### SOURCE TEXT
::::::
I defend the right for any developer to assert, "You cannot resell your license," just as they can assert, "You can only use our product to compose waltzes in the bathtub," because people may freely decline to purchase their product for any reason. The problem is that such restrictive clauses are usually buried somewhere on the website or in the EULA, and the burden is on the consumer to not only search out that information, but to know it may exist in the first place.

Before the Nutrition Facts label became standardized by law in 1990, the burden was on consumers to peruse the information buried on unregulated food packaging and use calculators to determine nutritional content. In my opinion, the no-resale clause is important enough that it shouldn't be buried — it really ought to be visible at a glance. It should pop up as a alert before a product is purchased, or at least become a standardized label that's as easy to spot as "*Calories 170*".


----------



## JohnG (Feb 15, 2021)
::::::
### PROVIDED MATERIAL
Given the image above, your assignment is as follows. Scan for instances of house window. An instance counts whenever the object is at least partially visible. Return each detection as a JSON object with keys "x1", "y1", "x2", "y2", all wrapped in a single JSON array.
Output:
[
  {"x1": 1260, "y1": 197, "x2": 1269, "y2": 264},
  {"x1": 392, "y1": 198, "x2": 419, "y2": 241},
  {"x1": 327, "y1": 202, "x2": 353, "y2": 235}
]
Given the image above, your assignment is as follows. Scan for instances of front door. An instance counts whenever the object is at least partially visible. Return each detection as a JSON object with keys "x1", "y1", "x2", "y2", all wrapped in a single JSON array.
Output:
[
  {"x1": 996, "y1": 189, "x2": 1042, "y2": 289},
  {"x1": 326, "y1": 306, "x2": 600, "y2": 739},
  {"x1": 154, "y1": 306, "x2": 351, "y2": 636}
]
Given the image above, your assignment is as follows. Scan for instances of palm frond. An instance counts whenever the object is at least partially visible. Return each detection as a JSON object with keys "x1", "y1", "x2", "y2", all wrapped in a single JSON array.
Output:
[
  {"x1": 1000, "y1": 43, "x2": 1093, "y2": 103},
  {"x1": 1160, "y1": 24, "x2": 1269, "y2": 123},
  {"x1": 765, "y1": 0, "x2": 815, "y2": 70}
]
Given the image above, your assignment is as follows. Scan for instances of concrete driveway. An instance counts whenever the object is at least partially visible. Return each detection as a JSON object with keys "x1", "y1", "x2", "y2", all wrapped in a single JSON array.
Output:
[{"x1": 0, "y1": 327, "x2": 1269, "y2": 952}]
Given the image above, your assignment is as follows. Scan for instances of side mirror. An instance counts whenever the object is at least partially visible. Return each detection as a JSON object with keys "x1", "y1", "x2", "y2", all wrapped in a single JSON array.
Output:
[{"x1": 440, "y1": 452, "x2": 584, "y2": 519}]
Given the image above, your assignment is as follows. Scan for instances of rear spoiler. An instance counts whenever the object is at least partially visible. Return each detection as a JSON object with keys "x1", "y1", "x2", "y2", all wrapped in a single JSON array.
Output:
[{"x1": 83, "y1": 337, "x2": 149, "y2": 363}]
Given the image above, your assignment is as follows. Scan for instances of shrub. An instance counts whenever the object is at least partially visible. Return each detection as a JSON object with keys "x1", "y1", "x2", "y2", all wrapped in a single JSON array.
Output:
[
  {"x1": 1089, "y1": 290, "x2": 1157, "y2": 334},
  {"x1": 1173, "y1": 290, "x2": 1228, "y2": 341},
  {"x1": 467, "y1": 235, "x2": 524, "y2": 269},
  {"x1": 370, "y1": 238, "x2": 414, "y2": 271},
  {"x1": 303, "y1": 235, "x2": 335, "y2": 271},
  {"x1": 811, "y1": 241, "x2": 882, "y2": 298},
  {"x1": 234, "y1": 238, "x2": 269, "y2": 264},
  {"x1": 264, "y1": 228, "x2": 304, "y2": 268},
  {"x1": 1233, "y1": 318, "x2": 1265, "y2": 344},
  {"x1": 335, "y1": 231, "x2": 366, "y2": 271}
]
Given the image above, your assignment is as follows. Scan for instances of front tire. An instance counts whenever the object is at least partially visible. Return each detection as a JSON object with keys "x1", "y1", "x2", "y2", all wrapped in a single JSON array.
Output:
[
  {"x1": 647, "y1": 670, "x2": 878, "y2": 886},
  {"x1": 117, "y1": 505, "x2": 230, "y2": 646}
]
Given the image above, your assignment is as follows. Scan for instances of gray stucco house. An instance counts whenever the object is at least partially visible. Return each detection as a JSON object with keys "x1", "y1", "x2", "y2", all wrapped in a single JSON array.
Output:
::::::
### TASK REQUIREMENTS
(a) Answer these about the forum post on software resale clauses:
(i) In what year does the post say the Nutrition Facts label became standardized by law?
(ii) Besides "You cannot resell your license," what restriction does the writer say a developer may assert?
(iii) Where does the writer say such restrictive clauses are usually buried?
(b) What comes next in the forum post on software resale clauses? Continue it from where it stops.

### TASK RESPONSES
(a)
(i) 1990
(ii) "You can only use our product to compose waltzes in the bathtub."
(iii) Somewhere on the website or in the EULA.

(b)
I agree with @Polkasound -- I'm not waiting for some governmental intervention to protect my right to resell sound libraries. Besides, we've seen this debate 100x on v.i. control, and no doubt also on the-site-formerly-known-as-gearslutz etc. It's a dead horse.

A much more interesting question to me is stuff in general. You hear of many people 10s of thousands in debt on high-interest credit cards, who nevertheless are paying to keep even more belongings in storage because their apartments are too packed.

Maybe we just can't resist the gravitational pull of decades of advertising that assures us, "you _deserve_ this..."


----------



## Saxer (Feb 15, 2021)

Renting instead of owning is a healthy concept. It leads to better durable products instead of the pressure of fast replacement just to generate sales. And it avoids the hoarding of products. What you don't need you would stop to rent.
But it doesn't really work in our economic system (except for companies with tax write off). May take a few generations to establish such a system but it makes sense in a lot of ways. We are a culture of owners and can never get enough. Main world problem.

But today I like to own software licenses instead of renting. As a musician you'll never know what will happen (as Covid shows). I'm really glad I don't have a lot of running costs today! I can stop buying things and use what I own.


----------



## Macrawn (Feb 15, 2021)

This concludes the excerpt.